+++ Ausgewählter Auszug

Allegro, Vortragsbezeichnung, hurtig, rasch, feurig, munter, doch nicht der höchste Grad von überhaupt möglicher Geschwindigkeit; von letzterem, den man gewöhnlich mit prestissimo, bezeichnet, ist das Allegro noch um eine Anzahl Grade entfernt.

Indem unsere einfachen Vortragsbezeichnungen, als Adagio, Andante, Allegro etc., zur Bestimmung des absoluten Zeitmaßes eines Tonstücks nicht hinreichen, versucht man die richtige Auffassung desselben, soweit überhaupt möglich, wenigstens durch näher bezeichnende Beiworte zu vermitteln, daher:

  • Allegro assai und Allegro di molto, sehr rasch und hurtig
  • Allegro maestoso, erhaben, mit Würde, und diesen Eigenschaften entsprechend von gemäßigter Schnelligkeit
  • Allegro moderato, mäßig schnell, zuweilen nach Beschaffenheit des Inhaltes des betreffenden Tonstücks eine dem Allegretto ähnliche Vortragsart fordernd
  • Allegro non tanto, Allegro non troppo, nicht sehr und nicht zu rasch
  • Allegro con brio, mit Kraft

Näheres über die Vortragsart der verschiedenen Grade der Allegro siehe Vortrag und Vortragsbezeichnung.

++++++
+++ Entnommene Angaben

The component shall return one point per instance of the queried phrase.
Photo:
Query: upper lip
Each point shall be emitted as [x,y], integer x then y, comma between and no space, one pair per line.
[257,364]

++++++

# Die Aufgaben:
**1.** Schreib aus dem Text über das Allegro genau den Teil ab, der bei den Worten „Indem unsere einfachen“ beginnt, und hör nach „Vortrag und Vortragsbezeichnung.“ auf.
**2.** Fass den Text über das Allegro in zwei Sätzen zusammen.

# Lösungen zur Übung:
**1.**
Indem unsere einfachen Vortragsbezeichnungen, als Adagio, Andante, Allegro etc., zur Bestimmung des absoluten Zeitmaßes eines Tonstücks nicht hinreichen, versucht man die richtige Auffassung desselben, soweit überhaupt möglich, wenigstens durch näher bezeichnende Beiworte zu vermitteln, daher:

  • Allegro assai und Allegro di molto, sehr rasch und hurtig
  • Allegro maestoso, erhaben, mit Würde, und diesen Eigenschaften entsprechend von gemäßigter Schnelligkeit
  • Allegro moderato, mäßig schnell, zuweilen nach Beschaffenheit des Inhaltes des betreffenden Tonstücks eine dem Allegretto ähnliche Vortragsart fordernd
  • Allegro non tanto, Allegro non troppo, nicht sehr und nicht zu rasch
  • Allegro con brio, mit Kraft

Näheres über die Vortragsart der verschiedenen Grade der Allegro siehe Vortrag und Vortragsbezeichnung.

**2.** Allegro ist eine Vortragsbezeichnung für ein hurtiges, rasches, feuriges und munteres Tempo, das aber noch einige Grade vom höchsten Tempo entfernt ist, das man meist mit Prestissimo bezeichnet. Weil solche einfachen Bezeichnungen das genaue Zeitmaß eines Tonstücks nicht festlegen, setzt man nähere Beiworte hinzu, etwa assai oder di molto für sehr rasch, moderato für mäßig schnell, non troppo für nicht zu rasch und con brio für mit Kraft.